# [Problem details]
Look for the word "painted" in the entries below, then copy every line that has it.

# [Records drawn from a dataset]
BEGIN

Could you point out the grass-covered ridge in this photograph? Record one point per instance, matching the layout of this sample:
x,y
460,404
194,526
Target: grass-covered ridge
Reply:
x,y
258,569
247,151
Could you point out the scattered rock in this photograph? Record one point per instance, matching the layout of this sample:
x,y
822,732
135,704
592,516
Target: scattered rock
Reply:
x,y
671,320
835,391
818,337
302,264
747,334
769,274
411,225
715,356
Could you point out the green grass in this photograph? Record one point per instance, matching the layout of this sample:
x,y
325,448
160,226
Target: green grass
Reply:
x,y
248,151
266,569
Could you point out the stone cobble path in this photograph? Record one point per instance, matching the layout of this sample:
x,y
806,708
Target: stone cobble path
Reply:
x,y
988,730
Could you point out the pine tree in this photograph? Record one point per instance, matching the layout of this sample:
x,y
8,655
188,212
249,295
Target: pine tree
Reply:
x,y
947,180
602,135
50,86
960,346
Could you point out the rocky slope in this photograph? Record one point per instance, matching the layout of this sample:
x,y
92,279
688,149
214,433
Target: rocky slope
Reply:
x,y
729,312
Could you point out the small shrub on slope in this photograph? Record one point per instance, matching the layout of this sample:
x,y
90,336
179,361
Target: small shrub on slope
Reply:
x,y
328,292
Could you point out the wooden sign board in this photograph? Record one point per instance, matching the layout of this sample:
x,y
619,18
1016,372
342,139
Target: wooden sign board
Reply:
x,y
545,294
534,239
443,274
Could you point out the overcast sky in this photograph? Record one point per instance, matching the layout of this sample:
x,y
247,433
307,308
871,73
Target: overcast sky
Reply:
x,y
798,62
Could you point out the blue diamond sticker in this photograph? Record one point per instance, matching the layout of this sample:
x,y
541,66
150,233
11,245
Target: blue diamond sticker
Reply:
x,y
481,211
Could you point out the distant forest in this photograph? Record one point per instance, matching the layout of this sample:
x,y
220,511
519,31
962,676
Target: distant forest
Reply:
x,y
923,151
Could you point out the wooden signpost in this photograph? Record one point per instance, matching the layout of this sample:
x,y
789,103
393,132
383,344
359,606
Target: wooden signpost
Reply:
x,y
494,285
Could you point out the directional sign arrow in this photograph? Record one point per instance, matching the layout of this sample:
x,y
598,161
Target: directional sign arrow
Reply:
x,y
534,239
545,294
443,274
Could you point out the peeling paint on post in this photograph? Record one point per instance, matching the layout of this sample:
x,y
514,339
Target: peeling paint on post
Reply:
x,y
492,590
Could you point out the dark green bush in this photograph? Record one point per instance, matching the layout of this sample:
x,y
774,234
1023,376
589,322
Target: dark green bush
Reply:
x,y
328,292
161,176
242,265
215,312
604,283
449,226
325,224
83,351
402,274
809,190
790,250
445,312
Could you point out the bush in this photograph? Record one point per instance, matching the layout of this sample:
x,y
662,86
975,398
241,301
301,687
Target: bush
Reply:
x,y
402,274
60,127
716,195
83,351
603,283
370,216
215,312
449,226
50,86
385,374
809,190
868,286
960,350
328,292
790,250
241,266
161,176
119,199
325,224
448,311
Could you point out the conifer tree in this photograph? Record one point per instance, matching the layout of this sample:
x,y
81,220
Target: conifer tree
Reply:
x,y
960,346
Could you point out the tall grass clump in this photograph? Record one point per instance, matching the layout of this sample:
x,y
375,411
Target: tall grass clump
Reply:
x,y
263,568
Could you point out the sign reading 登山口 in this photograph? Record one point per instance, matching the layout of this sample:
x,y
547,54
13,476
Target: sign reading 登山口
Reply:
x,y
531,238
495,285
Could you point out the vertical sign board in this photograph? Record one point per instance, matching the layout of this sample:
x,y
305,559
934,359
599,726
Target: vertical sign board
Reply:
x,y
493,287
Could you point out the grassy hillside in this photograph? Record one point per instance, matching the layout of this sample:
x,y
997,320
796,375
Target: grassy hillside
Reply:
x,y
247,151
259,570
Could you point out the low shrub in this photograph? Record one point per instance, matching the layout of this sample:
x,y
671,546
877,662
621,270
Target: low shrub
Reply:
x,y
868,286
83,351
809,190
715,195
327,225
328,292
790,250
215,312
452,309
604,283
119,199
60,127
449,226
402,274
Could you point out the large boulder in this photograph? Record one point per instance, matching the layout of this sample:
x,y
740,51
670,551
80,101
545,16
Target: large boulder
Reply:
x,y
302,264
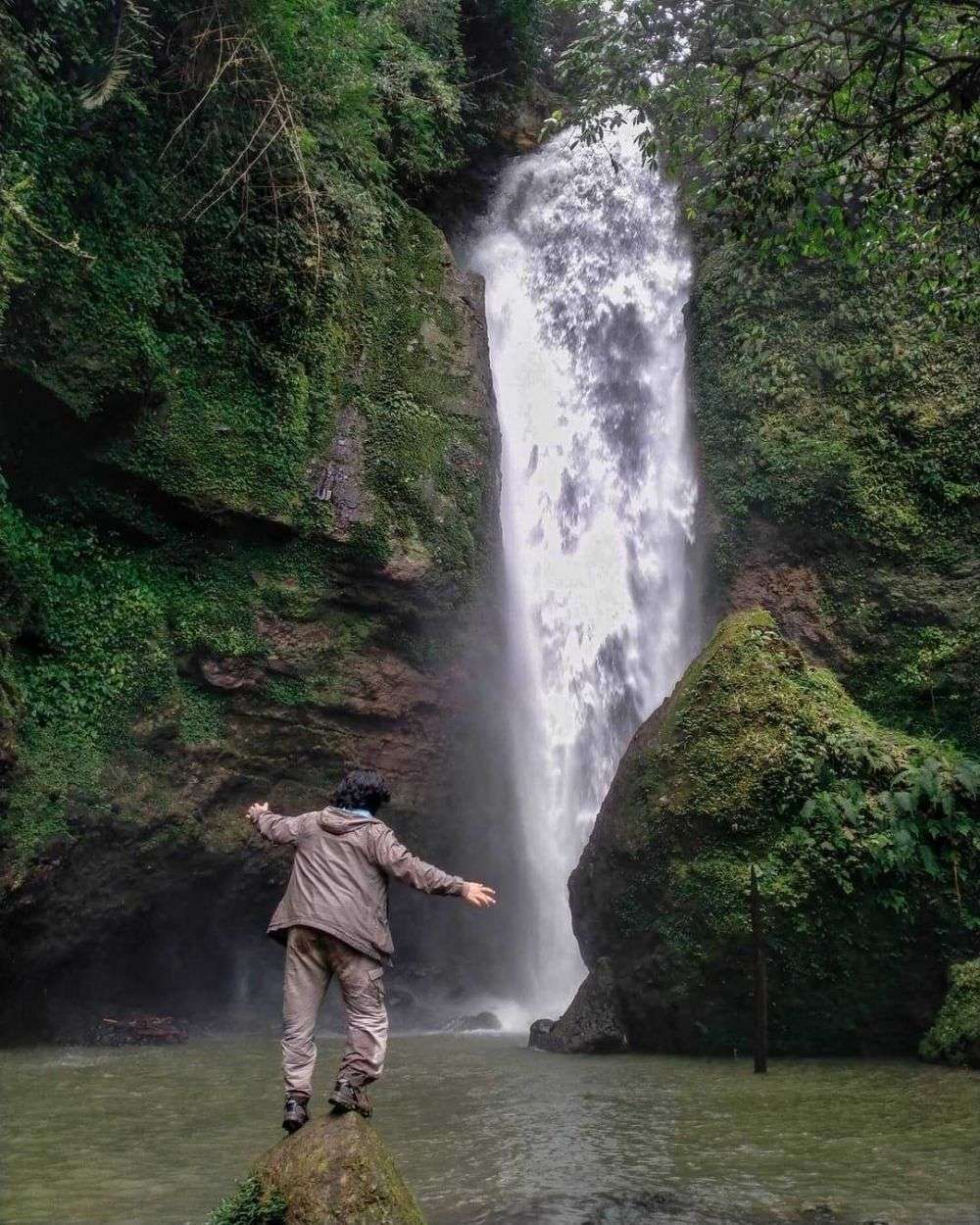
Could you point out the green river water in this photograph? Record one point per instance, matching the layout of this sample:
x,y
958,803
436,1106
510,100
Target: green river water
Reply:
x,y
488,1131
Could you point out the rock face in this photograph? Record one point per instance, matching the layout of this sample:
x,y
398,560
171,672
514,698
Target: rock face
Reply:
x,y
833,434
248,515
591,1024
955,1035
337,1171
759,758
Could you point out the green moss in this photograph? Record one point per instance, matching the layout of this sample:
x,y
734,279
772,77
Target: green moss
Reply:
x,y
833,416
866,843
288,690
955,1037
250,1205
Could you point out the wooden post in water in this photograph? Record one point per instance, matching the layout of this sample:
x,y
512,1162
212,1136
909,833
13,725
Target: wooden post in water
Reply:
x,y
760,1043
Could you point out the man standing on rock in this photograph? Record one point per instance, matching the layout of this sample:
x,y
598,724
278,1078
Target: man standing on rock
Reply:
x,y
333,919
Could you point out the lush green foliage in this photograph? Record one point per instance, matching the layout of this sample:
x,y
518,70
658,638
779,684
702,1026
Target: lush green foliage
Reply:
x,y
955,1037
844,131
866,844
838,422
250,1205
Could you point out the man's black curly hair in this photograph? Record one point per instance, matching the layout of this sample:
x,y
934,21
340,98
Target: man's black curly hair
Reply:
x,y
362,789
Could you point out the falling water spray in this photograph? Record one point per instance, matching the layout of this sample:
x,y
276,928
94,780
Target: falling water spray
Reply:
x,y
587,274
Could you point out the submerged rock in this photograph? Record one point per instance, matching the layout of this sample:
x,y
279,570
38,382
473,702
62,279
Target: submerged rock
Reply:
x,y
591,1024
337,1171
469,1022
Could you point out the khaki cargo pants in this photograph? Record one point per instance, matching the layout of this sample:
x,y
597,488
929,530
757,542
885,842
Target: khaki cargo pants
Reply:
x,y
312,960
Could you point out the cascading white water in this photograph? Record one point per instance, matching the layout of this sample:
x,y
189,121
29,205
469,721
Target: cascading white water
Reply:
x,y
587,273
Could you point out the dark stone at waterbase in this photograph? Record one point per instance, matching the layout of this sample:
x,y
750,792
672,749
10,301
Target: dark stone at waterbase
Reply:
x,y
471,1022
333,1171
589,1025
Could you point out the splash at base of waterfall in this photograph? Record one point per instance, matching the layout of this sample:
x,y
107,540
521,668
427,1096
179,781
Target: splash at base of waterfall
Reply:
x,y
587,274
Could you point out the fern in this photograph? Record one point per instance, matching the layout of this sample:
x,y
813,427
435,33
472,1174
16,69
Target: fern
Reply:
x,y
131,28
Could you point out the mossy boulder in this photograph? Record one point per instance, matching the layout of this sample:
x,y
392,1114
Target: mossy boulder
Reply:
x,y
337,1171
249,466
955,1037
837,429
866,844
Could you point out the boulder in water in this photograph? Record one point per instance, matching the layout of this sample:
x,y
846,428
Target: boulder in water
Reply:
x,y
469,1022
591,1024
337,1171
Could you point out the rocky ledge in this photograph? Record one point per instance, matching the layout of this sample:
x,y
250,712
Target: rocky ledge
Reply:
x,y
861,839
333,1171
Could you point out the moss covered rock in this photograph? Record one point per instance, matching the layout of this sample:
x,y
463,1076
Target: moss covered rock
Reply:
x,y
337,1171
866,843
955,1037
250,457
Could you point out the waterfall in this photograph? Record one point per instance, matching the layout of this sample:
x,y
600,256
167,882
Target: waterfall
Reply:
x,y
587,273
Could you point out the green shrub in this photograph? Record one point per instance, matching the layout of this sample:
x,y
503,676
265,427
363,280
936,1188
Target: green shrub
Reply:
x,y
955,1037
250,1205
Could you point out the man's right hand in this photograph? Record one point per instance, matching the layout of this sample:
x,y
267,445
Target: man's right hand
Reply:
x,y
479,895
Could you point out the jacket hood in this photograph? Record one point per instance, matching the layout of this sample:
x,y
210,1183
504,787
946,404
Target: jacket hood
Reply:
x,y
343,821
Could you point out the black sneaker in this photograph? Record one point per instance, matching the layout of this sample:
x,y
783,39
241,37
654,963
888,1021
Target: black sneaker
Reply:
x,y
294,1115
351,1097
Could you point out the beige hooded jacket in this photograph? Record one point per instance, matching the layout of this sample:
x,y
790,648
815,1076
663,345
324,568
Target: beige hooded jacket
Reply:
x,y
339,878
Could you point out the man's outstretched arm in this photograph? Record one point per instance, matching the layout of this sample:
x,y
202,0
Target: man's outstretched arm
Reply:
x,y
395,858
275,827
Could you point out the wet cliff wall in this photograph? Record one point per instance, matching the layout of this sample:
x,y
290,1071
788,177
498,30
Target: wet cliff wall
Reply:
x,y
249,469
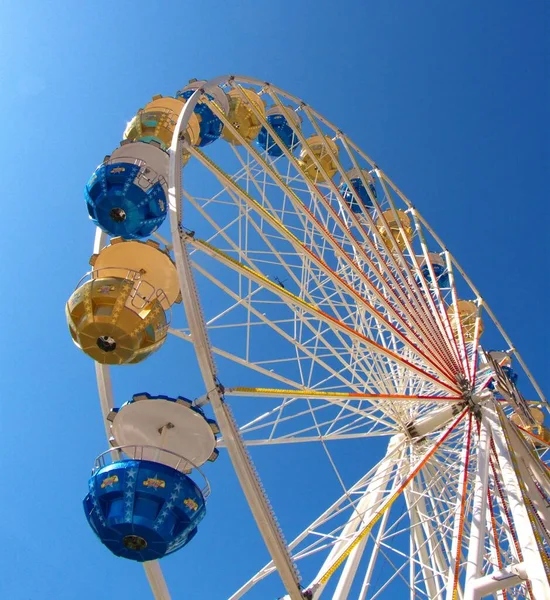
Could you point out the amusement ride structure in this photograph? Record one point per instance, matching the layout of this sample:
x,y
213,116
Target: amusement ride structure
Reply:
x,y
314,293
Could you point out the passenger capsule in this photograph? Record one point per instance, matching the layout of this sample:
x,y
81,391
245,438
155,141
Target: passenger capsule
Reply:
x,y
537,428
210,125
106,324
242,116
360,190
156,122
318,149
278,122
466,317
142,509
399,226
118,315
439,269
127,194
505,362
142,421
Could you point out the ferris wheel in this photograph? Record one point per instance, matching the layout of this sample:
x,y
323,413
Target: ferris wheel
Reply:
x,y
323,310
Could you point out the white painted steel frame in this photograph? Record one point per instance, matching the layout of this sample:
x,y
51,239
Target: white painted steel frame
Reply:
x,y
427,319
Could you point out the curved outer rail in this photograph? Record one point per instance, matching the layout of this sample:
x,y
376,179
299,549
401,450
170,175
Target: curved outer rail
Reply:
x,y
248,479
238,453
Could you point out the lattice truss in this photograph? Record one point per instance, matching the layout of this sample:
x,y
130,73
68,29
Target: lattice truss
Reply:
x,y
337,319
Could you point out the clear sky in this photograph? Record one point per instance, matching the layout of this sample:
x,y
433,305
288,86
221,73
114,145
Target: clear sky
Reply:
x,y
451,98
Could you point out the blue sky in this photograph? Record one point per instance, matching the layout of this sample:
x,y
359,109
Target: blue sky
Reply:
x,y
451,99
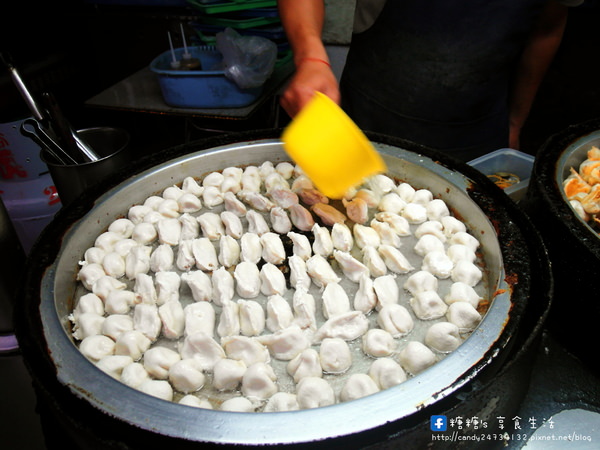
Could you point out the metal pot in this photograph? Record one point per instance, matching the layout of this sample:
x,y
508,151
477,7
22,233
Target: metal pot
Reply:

END

# [Output for this task]
Could you point out the white painted steel frame in this photograph? Record one point per instance, matching the layout of this sample:
Target: white painted steel frame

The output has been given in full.